Mailing List Archive: Re: UTF-8 revisited

[REBOL] Re: UTF-8 revisited

From: rebol-list2:seznam:cz at: 26-Nov-2002 12:47


Hello Jan,

Tuesday, November 19, 2002, 6:26:03 PM, you wrote:

JS>     I was partially inspired by the %uft8-encode.r script, posted by
JS>     Oldes and  Tenca. In essence, that script encodes ANSI (or Latin-1)
JS>     strings (1 character = 1 octet) into longer strings, where
JS> characters
JS>     from the upper part of ANSI character table are represented by
JS>     two octets, instead of just one.

JS>     Fine at it is for Latin-1 strings, it cannot handle anything of
JS>     the  real interest, where Unicode shines, such as Latin-2
JS> characters,
JS>     CJK characters, mathematical symbols,  and so on.

JS>     So if you want to play with Hungarian, Czech, Dutch, etc.
JS>     sequences you need something more general than utf8-encode.
JS>     Hopfully, the %utf-8.r I just posted will provide you with the
JS>     basic tools for such tasks.

> DATASET ENTRIES
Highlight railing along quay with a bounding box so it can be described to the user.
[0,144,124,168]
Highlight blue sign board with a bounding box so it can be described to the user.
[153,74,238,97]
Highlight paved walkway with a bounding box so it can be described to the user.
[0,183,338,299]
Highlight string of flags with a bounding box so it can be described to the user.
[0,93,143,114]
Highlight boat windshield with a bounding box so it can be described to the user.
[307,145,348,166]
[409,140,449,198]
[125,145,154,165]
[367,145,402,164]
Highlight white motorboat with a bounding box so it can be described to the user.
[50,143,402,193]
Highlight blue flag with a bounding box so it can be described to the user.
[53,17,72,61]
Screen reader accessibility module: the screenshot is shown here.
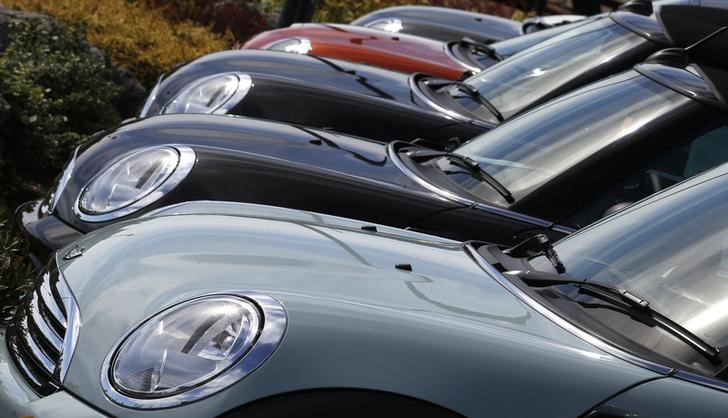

> PROBLEMS TO SOLVE
• A. Reproduce the passage from the UTF-8 mailing list post starting with "From: rebol-list2:seznam:cz at: 26-Nov-2002" and going on through "ANSI (or Latin-1)".
• B. Which languages does the UTF-8 mailing list post name as examples someone might want to work with?
• C. Answer these questions from the UTF-8 mailing list post, one per line:
(i) Who posted the %uft8-encode.r script?
(ii) How many octets represent characters from the upper part of the ANSI character table in that script's output?
(iii) On what day and at what time did Jan write the message being quoted?

> OUTPUTS FOR THE TASKS
• A.
From: rebol-list2:seznam:cz at: 26-Nov-2002 12:47


Hello Jan,

Tuesday, November 19, 2002, 6:26:03 PM, you wrote:

JS>     I was partially inspired by the %uft8-encode.r script, posted by
JS>     Oldes and  Tenca. In essence, that script encodes ANSI (or Latin-1)

• B. Hungarian, Czech, Dutch

• C.
(i) Oldes and Tenca
(ii) Two
(iii) Tuesday, November 19, 2002, at 6:26:03 PM